● **What you will do**:
Output all of the records again, exactly as written.

● **Stored data**:
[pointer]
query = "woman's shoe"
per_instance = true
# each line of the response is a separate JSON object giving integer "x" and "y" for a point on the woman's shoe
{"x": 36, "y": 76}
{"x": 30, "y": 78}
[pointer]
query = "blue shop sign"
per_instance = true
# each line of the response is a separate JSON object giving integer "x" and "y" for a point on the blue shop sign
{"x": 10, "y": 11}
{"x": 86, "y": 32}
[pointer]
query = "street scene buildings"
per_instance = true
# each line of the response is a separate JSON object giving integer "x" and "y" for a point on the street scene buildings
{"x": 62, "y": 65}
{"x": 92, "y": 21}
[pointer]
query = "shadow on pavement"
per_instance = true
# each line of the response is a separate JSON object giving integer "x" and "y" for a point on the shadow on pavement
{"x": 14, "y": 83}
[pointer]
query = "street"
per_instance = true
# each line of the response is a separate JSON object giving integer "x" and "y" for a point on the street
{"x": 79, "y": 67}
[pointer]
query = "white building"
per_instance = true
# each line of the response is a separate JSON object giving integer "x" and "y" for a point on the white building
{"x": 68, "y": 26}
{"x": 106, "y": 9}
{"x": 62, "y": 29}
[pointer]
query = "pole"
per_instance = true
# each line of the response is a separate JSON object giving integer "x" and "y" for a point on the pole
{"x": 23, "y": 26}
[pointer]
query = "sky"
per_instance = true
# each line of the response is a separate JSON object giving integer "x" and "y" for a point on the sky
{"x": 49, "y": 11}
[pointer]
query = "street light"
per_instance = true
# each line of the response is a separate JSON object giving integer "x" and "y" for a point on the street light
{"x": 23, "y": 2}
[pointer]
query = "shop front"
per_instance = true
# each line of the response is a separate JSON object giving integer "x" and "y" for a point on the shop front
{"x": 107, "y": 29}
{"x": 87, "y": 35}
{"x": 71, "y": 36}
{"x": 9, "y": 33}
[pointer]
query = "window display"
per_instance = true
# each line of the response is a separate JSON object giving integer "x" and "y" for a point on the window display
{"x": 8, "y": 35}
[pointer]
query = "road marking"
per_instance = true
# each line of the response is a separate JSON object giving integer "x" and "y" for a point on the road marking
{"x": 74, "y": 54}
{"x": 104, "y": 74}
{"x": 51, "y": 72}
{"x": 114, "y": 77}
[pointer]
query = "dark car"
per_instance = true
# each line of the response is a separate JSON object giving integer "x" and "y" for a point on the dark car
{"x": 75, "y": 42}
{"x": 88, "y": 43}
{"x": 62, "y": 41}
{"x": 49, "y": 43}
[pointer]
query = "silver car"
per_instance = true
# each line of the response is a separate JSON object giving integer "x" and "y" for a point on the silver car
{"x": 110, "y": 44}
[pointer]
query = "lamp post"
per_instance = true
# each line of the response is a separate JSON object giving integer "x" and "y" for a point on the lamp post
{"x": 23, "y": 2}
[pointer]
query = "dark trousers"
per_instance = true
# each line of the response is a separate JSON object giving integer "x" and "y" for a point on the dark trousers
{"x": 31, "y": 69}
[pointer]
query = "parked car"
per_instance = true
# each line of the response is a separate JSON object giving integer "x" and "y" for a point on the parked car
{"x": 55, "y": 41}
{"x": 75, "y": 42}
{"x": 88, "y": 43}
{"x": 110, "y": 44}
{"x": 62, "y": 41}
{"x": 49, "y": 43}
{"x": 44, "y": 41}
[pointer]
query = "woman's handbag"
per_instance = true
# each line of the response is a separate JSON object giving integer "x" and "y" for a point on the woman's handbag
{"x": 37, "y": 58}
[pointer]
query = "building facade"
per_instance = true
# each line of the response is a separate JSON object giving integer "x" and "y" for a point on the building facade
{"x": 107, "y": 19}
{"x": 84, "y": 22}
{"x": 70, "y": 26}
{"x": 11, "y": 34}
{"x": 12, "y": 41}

● **Solution for this exercise**:
[pointer]
query = "woman's shoe"
per_instance = true
# each line of the response is a separate JSON object giving integer "x" and "y" for a point on the woman's shoe
{"x": 36, "y": 76}
{"x": 30, "y": 78}
[pointer]
query = "blue shop sign"
per_instance = true
# each line of the response is a separate JSON object giving integer "x" and "y" for a point on the blue shop sign
{"x": 10, "y": 11}
{"x": 86, "y": 32}
[pointer]
query = "street scene buildings"
per_instance = true
# each line of the response is a separate JSON object giving integer "x" and "y" for a point on the street scene buildings
{"x": 62, "y": 65}
{"x": 92, "y": 21}
[pointer]
query = "shadow on pavement"
per_instance = true
# each line of the response is a separate JSON object giving integer "x" and "y" for a point on the shadow on pavement
{"x": 14, "y": 83}
[pointer]
query = "street"
per_instance = true
# each line of the response is a separate JSON object giving integer "x" and "y" for a point on the street
{"x": 79, "y": 67}
[pointer]
query = "white building"
per_instance = true
# each line of the response is a separate JSON object giving integer "x" and "y" for a point on the white building
{"x": 68, "y": 26}
{"x": 106, "y": 9}
{"x": 62, "y": 29}
[pointer]
query = "pole"
per_instance = true
# each line of the response is a separate JSON object giving integer "x" and "y" for a point on the pole
{"x": 23, "y": 26}
[pointer]
query = "sky"
per_instance = true
# each line of the response is a separate JSON object giving integer "x" and "y" for a point on the sky
{"x": 49, "y": 11}
[pointer]
query = "street light"
per_instance = true
# each line of the response is a separate JSON object giving integer "x" and "y" for a point on the street light
{"x": 23, "y": 2}
[pointer]
query = "shop front"
per_instance = true
# each line of the response is a separate JSON object giving integer "x" and "y" for a point on the shop front
{"x": 107, "y": 29}
{"x": 87, "y": 35}
{"x": 71, "y": 36}
{"x": 9, "y": 33}
[pointer]
query = "window display"
per_instance = true
# each line of the response is a separate JSON object giving integer "x" and "y" for a point on the window display
{"x": 8, "y": 35}
[pointer]
query = "road marking"
per_instance = true
# each line of the response is a separate JSON object giving integer "x" and "y" for a point on the road marking
{"x": 74, "y": 54}
{"x": 104, "y": 74}
{"x": 51, "y": 72}
{"x": 114, "y": 77}
[pointer]
query = "dark car"
per_instance = true
# each line of the response is a separate JSON object giving integer "x" and "y" for a point on the dark car
{"x": 75, "y": 42}
{"x": 88, "y": 43}
{"x": 62, "y": 41}
{"x": 49, "y": 43}
[pointer]
query = "silver car"
per_instance = true
# each line of the response is a separate JSON object giving integer "x" and "y" for a point on the silver car
{"x": 110, "y": 44}
[pointer]
query = "lamp post"
per_instance = true
# each line of the response is a separate JSON object giving integer "x" and "y" for a point on the lamp post
{"x": 23, "y": 2}
[pointer]
query = "dark trousers"
per_instance = true
# each line of the response is a separate JSON object giving integer "x" and "y" for a point on the dark trousers
{"x": 31, "y": 69}
[pointer]
query = "parked car"
per_instance = true
# each line of the response is a separate JSON object giving integer "x" and "y" for a point on the parked car
{"x": 55, "y": 41}
{"x": 75, "y": 42}
{"x": 88, "y": 43}
{"x": 110, "y": 44}
{"x": 62, "y": 41}
{"x": 49, "y": 43}
{"x": 44, "y": 41}
[pointer]
query = "woman's handbag"
per_instance = true
# each line of the response is a separate JSON object giving integer "x" and "y" for a point on the woman's handbag
{"x": 37, "y": 58}
[pointer]
query = "building facade"
per_instance = true
# each line of the response is a separate JSON object giving integer "x" and "y" for a point on the building facade
{"x": 107, "y": 19}
{"x": 84, "y": 22}
{"x": 70, "y": 26}
{"x": 11, "y": 34}
{"x": 12, "y": 41}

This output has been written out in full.